===== Trecho do documento =====

Crisis, invitation to action and a Communist Manifesto


Sadi Dal Rosso
Professor titular do Departamento de Sociologia da Universidade de Brasília – UnB (Brasil). E-mail: sadi@unb.br



RESUMO
A atual crise do capitalismo produziu, além da desorganização das economias, redução do crescimento econômico, falências de empresas, queima de valores incomensuráveis, desemprego, redução de salários, suicídios, e também efeitos de outra natureza: uma corrida atrás de autores de pensamento crítico. O filósofo Slavoj Žižek escreveu um texto no qual faz uma crítica radical ao liberalismo clássico e contemporâneo e retoma a utopia comunista. Se a democracia eleitoral constitui o instrumento pelo qual a burguesia preserva o controle sobre a sociedade, um evento revolucionário precisa criar meios pelos quais os sujeitos da revolução possam tornar real a noção de emancipação. Após efetuar a crítica da democracia por ser a "ditadura da burguesia", retoma a noção de ditadura do proletariado em seu lugar. Entretanto, para quem viveu mais de 20 anos sob a ditadura militar brasileira, essa questão está longe de ser satisfatoriamente resolvida, dado que ditadura é ditadura, independentemente do adjetivo que a acompanha.
Palavras-chave: Crise. Liberalismo. Comunismo. Democracia. Ditadura do proletariado.

ABSTRACT
Beyond the disorganization of economies, decrease in economic growth, bankruptcy of firms, fading of immense values, unemployment, wage losses, suicides and other impacts, the ongoing crisis of capitalism has produced a rally for authors of the critical thinking. The philosopher Slavoj Žižek wrote a text in which he makes a radical criticism to both classic and contemporary liberalism, retaking the communist utopia. If electoral democracy is the bourgeoisie's instrument for keeping control over society, a revolutionary move must create the means through which the subjects of the revolution may fulfill the emancipatory ideal. After the critique of western democracy, the author reintroduces the concept of dictatorship of the proletariat with emancipatory connotations. The question, anyway, is not satisfactorily resolved because dictatorship is a substantive idea that doesn't coincide with emancipation no matter the attributes it brings together.
Keywords: Crisis. Liberalism. Communism. Democracy. Dictatorship of the proletariat.



ŽIŽEK, Slavoj. First as tragedy, then as farce. London and New York: Verso, 2009.
O ano de 2008 está destinado a marcar época na história do capitalismo mundial. A crise financeira, econômica e social, então iniciada, projeta seus impactos negativos sobre as condições de vida das populações de países do mundo todo. Grécia e Irlanda tiveram que impor políticas econômicas extremamente duras a seus cidadãos, já que estavam em plena rota de não pagamento dos compromissos com as agências financiadoras, o que é impensável no sistema capitalista. O problema desses países, tradicionais integrantes da zona capitalista ocidental, expandiu-se também para as chamadas nações em transição do Leste Europeu. Os centros do capitalismo mundial – Estados Unidos, reconhecido como a economia em que primeiro estourou a crise, Europa e Japão – continuam com suas economias em ritmo de estagnação. Outros países do mundo capitalista – China, Índia, Brasil – também sofreram impactos significativos da crise, mas conseguiram reorganizar suas economias e, até o momento, retomaram ritmos de crescimento econômico, ainda que não se possa afirmar que estejam fora da zona de risco.

===== Registros de dados =====

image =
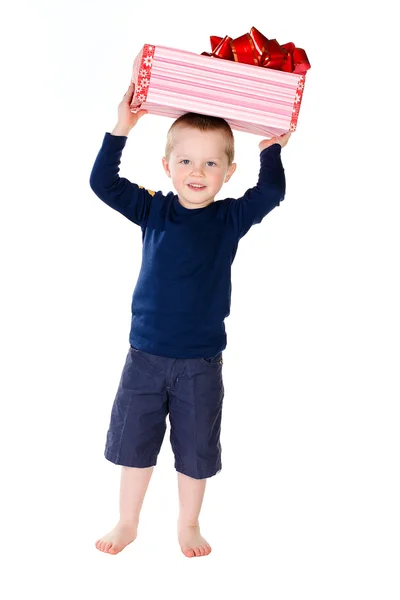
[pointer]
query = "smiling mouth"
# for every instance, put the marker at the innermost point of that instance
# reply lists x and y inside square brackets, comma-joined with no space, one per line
[196,187]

=====

* _Trabalho solicitado_
(A) No trecho sobre a crise do capitalismo, quais países tiveram que impor políticas econômicas extremamente duras a seus cidadãos?
(B) Cite do trecho sobre a crise do capitalismo a passagem que começa nas palavras "Keywords: Crisis. Liberalism. Communism." e termina logo após "York: Verso, 2009.".

* _Resultados das tarefas_
(A) Grécia e Irlanda.

(B)
Keywords: Crisis. Liberalism. Communism. Democracy. Dictatorship of the proletariat.



ŽIŽEK, Slavoj. First as tragedy, then as farce. London and New York: Verso, 2009.